# Activity:
Filter the entries below, keeping only lines with "food".

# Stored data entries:
——————————

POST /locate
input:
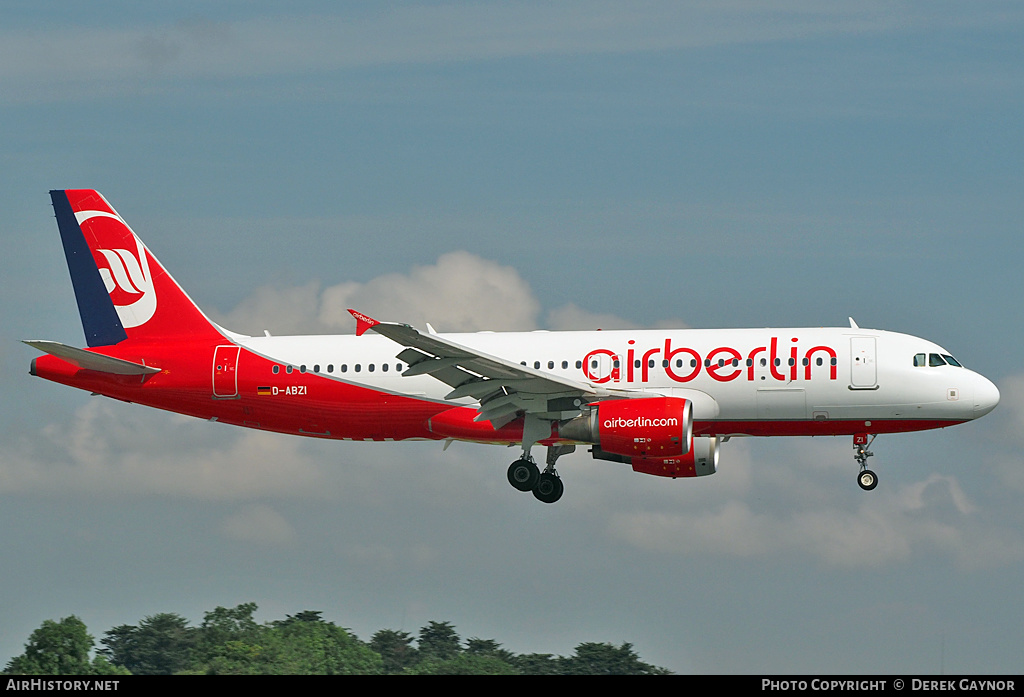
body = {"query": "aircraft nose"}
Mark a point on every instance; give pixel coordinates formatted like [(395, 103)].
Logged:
[(986, 396)]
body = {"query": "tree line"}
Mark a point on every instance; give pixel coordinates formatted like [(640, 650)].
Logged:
[(230, 642)]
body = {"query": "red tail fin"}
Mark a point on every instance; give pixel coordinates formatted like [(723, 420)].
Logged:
[(122, 291)]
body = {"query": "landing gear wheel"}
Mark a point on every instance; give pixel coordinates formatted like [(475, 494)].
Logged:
[(523, 475), (549, 488), (867, 480)]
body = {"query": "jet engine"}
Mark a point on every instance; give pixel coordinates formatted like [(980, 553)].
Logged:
[(637, 429)]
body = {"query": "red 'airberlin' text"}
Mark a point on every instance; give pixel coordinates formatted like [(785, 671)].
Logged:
[(723, 363)]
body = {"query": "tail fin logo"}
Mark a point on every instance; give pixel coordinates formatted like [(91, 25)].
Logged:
[(123, 264)]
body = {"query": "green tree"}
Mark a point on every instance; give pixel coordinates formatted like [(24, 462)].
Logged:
[(307, 645), (60, 649), (538, 664), (465, 664), (438, 641), (395, 649), (161, 645), (606, 659), (230, 642)]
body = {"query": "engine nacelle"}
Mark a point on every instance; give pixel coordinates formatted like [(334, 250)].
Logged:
[(699, 462), (644, 428)]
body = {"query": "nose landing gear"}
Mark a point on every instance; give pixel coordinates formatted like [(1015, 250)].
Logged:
[(867, 480)]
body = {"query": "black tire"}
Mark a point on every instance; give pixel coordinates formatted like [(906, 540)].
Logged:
[(549, 488), (867, 480), (523, 475)]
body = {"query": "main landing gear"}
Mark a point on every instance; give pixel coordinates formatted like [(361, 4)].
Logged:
[(526, 476), (867, 480)]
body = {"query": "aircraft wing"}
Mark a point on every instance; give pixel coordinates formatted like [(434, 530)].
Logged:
[(92, 361), (503, 387)]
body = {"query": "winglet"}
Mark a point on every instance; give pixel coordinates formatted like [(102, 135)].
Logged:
[(363, 322)]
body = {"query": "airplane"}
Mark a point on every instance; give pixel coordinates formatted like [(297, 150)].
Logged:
[(662, 401)]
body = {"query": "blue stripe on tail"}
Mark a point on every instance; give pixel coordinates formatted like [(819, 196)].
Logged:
[(99, 318)]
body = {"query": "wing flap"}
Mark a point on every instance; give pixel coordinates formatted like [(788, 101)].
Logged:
[(504, 388)]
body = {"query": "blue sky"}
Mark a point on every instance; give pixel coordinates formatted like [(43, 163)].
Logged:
[(527, 166)]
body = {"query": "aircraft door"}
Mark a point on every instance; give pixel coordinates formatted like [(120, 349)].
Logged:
[(863, 374), (225, 377)]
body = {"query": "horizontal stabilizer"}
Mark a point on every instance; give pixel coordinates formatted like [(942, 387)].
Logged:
[(92, 361)]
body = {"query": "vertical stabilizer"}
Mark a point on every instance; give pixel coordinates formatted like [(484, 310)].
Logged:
[(122, 290)]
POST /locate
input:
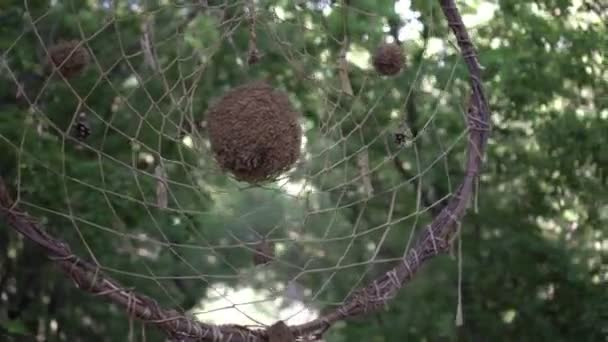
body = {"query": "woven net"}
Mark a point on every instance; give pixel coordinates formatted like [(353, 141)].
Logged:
[(109, 167)]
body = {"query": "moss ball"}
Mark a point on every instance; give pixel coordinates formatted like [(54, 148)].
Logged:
[(388, 59), (254, 132), (68, 57)]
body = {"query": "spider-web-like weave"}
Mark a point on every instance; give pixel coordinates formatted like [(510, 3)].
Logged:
[(145, 181)]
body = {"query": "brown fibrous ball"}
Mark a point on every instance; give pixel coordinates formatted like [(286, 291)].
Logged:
[(388, 59), (254, 132), (68, 57)]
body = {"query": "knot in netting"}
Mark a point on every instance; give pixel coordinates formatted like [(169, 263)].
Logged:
[(68, 57), (254, 132)]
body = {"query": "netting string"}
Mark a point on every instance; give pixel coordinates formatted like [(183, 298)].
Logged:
[(433, 240)]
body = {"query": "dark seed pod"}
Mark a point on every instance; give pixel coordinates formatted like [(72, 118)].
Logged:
[(82, 129), (279, 332), (254, 132), (264, 253), (68, 57), (388, 59)]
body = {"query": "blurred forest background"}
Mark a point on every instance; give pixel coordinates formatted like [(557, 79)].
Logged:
[(534, 250)]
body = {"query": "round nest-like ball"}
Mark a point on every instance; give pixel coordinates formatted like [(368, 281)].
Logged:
[(68, 57), (254, 132), (388, 59)]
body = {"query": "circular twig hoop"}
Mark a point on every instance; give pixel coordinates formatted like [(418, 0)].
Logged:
[(433, 240)]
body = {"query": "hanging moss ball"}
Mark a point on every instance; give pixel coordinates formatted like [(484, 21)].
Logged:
[(388, 59), (254, 132), (69, 58)]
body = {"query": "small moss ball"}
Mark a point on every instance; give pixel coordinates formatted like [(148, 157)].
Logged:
[(69, 58), (388, 59), (254, 132)]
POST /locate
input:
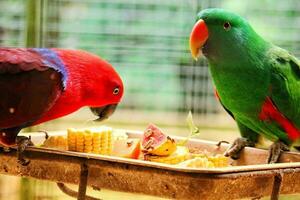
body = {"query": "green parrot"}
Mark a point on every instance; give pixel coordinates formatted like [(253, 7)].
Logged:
[(257, 82)]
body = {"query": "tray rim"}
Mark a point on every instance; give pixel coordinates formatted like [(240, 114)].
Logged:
[(223, 170)]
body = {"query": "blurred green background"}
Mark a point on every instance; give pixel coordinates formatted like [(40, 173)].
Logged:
[(147, 43)]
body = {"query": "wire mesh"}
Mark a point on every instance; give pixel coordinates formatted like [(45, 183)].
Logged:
[(147, 42)]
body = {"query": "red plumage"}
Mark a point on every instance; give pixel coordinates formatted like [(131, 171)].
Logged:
[(38, 85), (270, 112)]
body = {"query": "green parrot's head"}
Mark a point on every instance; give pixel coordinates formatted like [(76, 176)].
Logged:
[(222, 35)]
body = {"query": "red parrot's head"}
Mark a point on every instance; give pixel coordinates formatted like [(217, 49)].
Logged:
[(105, 89), (100, 86)]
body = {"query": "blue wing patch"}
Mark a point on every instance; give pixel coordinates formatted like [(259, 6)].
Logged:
[(52, 60)]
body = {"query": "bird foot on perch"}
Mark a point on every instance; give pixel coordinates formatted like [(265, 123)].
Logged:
[(22, 143), (275, 151), (237, 146)]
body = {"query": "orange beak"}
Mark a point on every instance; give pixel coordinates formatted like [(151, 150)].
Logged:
[(198, 37)]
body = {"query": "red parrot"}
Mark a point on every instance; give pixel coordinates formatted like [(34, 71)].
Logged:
[(40, 84)]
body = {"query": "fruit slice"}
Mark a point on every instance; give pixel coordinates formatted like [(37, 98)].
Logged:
[(181, 154), (128, 148), (155, 142)]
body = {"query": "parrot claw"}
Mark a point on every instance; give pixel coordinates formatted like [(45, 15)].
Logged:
[(275, 151), (234, 150), (22, 143), (46, 134)]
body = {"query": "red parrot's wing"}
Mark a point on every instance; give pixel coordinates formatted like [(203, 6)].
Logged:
[(28, 86)]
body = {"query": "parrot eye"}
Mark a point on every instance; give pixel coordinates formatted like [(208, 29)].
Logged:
[(116, 91), (227, 26)]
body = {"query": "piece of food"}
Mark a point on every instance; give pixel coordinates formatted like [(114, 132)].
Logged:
[(56, 142), (205, 161), (218, 160), (155, 142), (98, 141), (40, 84), (128, 148), (181, 154), (199, 162)]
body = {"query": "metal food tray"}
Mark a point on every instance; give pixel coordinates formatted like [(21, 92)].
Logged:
[(248, 177)]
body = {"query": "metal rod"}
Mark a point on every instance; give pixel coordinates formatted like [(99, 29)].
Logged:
[(276, 186), (72, 193)]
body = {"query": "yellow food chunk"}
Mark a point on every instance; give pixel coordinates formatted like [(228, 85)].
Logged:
[(181, 154), (206, 161), (97, 141)]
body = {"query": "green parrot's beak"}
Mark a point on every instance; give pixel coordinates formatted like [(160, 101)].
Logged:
[(198, 37)]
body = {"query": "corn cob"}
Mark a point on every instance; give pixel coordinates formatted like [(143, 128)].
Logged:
[(205, 161), (98, 141), (181, 154), (57, 142)]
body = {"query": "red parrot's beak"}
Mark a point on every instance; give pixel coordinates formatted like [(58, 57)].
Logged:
[(198, 37)]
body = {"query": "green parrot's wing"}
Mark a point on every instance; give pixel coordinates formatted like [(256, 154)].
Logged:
[(285, 84)]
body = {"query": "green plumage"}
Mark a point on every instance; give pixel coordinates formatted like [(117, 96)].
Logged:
[(246, 70)]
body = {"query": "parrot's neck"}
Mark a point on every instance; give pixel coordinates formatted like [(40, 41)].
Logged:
[(243, 82)]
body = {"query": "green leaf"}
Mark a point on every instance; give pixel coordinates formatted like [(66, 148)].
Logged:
[(194, 130)]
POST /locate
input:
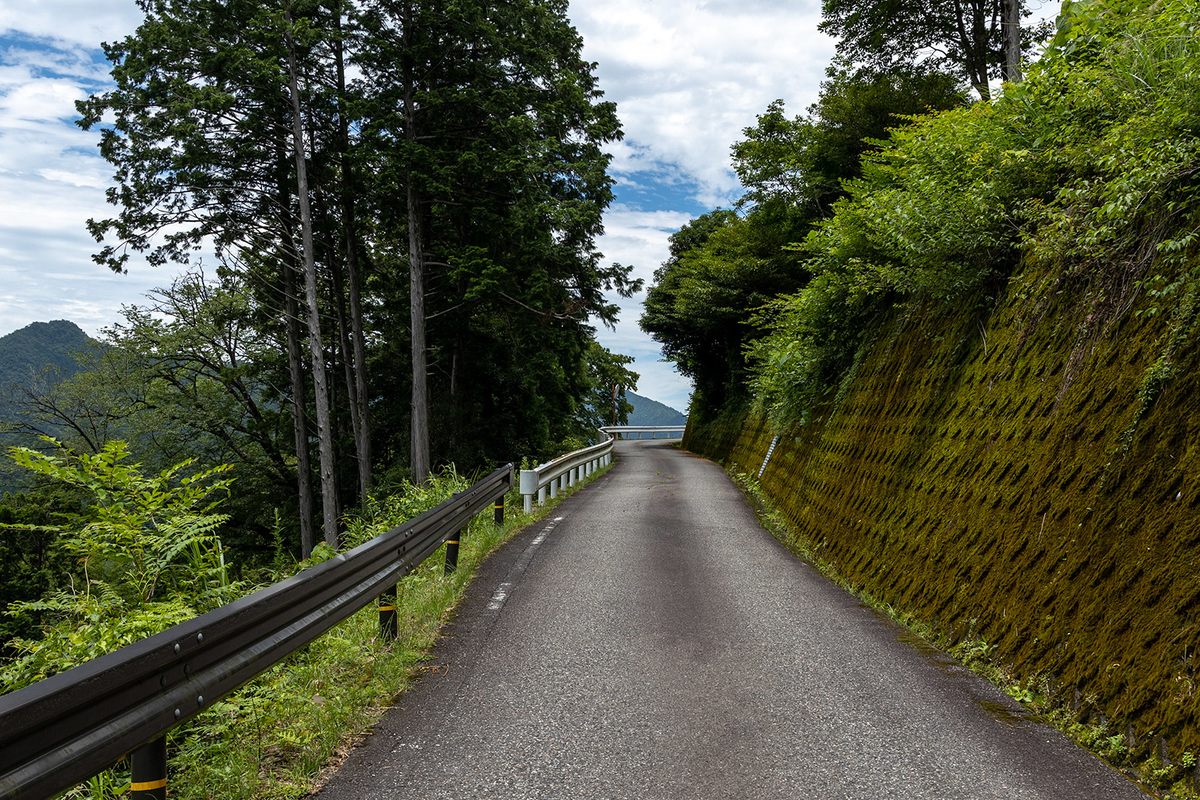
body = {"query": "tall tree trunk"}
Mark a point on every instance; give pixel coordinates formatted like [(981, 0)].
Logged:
[(295, 368), (299, 414), (1012, 25), (363, 415), (316, 347), (419, 463)]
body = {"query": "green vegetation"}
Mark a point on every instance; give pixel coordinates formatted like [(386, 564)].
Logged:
[(1089, 168), (151, 560), (983, 386), (145, 551), (1039, 695)]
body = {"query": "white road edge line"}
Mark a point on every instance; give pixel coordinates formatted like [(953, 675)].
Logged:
[(505, 588)]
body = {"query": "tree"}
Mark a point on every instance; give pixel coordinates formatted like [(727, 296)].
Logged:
[(609, 380), (724, 266), (211, 103), (487, 125), (963, 37)]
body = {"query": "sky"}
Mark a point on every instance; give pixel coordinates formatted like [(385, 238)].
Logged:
[(687, 76)]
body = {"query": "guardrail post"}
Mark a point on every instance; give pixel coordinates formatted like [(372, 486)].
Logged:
[(149, 767), (388, 614), (453, 552)]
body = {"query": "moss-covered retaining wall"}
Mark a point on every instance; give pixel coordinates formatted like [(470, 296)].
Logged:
[(966, 480)]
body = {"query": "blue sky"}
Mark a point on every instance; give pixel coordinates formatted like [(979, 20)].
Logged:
[(687, 77)]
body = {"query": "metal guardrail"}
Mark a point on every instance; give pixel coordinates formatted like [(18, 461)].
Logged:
[(69, 727), (556, 475), (565, 470), (625, 431)]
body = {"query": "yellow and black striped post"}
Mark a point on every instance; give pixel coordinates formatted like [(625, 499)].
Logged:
[(388, 614), (149, 767), (453, 552)]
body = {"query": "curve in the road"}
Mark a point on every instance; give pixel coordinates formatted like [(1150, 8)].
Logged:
[(654, 642)]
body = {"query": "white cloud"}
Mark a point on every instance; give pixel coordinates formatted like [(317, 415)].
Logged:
[(687, 76), (82, 23)]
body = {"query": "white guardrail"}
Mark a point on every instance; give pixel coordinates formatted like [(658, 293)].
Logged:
[(565, 470)]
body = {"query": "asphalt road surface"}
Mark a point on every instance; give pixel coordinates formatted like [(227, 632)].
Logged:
[(651, 641)]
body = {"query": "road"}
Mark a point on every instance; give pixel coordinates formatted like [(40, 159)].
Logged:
[(651, 641)]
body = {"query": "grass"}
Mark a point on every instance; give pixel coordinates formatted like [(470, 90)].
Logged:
[(1173, 781), (277, 735)]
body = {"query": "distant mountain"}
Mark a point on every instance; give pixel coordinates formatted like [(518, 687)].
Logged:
[(27, 353), (652, 413), (37, 353)]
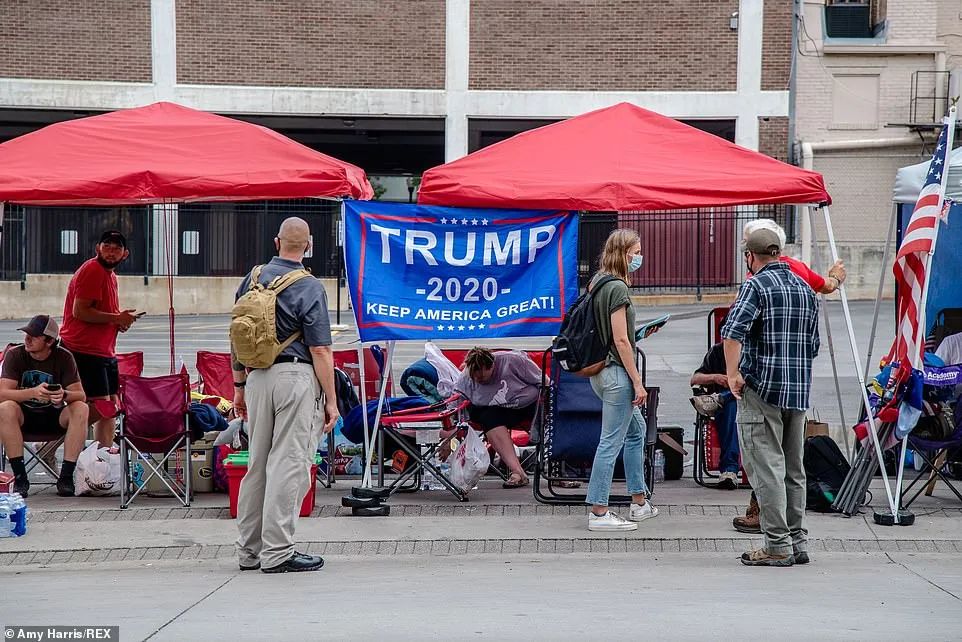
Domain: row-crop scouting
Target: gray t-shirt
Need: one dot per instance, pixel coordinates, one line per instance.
(301, 306)
(514, 383)
(612, 296)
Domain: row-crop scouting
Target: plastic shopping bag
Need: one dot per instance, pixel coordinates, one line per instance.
(469, 461)
(98, 471)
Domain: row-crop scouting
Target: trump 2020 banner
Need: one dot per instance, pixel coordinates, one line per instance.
(426, 272)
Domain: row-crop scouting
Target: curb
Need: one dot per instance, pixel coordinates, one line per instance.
(447, 547)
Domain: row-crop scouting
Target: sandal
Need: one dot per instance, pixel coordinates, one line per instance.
(515, 481)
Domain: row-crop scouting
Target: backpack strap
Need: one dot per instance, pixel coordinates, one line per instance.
(255, 277)
(281, 283)
(604, 280)
(278, 285)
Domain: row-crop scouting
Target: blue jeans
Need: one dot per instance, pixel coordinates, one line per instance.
(727, 429)
(621, 425)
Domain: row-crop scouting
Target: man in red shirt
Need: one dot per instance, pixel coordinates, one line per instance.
(91, 319)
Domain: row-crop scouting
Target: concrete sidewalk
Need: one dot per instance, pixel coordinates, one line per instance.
(496, 521)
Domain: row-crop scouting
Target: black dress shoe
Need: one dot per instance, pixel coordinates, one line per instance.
(21, 485)
(297, 563)
(65, 487)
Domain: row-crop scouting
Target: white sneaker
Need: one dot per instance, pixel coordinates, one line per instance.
(643, 512)
(609, 522)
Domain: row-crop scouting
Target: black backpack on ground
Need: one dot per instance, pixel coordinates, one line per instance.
(578, 347)
(825, 470)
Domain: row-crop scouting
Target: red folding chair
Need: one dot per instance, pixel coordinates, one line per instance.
(215, 373)
(153, 427)
(130, 364)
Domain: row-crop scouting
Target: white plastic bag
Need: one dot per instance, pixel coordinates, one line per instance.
(469, 461)
(98, 471)
(447, 372)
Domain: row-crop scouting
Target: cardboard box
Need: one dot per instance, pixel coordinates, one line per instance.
(815, 428)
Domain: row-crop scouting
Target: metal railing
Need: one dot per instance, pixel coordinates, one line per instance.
(684, 250)
(206, 239)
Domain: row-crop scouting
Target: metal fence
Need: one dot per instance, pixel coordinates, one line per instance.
(211, 239)
(684, 250)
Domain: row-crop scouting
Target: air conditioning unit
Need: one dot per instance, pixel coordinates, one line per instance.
(848, 20)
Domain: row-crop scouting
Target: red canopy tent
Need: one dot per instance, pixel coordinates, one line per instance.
(617, 159)
(165, 153)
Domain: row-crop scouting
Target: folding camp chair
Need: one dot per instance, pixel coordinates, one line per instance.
(153, 427)
(570, 429)
(426, 423)
(947, 321)
(216, 378)
(934, 455)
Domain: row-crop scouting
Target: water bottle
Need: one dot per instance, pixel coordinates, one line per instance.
(659, 466)
(18, 514)
(6, 524)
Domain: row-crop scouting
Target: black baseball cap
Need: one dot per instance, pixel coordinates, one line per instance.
(114, 236)
(42, 326)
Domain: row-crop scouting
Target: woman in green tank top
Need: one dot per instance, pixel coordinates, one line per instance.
(619, 387)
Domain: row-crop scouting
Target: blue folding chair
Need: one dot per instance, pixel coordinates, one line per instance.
(569, 424)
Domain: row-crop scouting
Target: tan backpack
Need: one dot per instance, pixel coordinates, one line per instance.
(253, 326)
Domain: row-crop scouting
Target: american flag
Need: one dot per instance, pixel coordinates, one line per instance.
(910, 263)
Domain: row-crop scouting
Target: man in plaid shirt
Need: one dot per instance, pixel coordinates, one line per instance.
(770, 338)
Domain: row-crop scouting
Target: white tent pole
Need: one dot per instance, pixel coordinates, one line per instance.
(366, 479)
(831, 342)
(881, 286)
(858, 371)
(377, 415)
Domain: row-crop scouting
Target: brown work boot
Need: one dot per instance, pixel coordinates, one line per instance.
(749, 523)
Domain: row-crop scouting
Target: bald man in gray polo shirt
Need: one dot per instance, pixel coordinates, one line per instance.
(289, 405)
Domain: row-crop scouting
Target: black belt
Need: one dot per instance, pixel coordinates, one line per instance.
(286, 358)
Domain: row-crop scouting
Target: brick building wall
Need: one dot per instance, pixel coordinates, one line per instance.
(773, 137)
(312, 43)
(776, 45)
(101, 40)
(598, 45)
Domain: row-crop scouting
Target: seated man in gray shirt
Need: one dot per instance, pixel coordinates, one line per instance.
(503, 389)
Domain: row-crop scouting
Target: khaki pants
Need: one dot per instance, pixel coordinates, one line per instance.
(283, 405)
(772, 441)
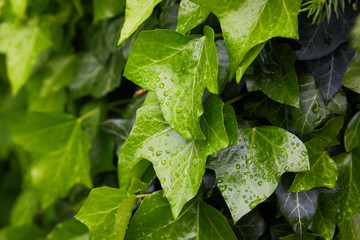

——————————

# Result for this exercise:
body = {"query": "piece of food"}
body = {"query": "metal food tray"}
body = {"query": "yellow food chunk"}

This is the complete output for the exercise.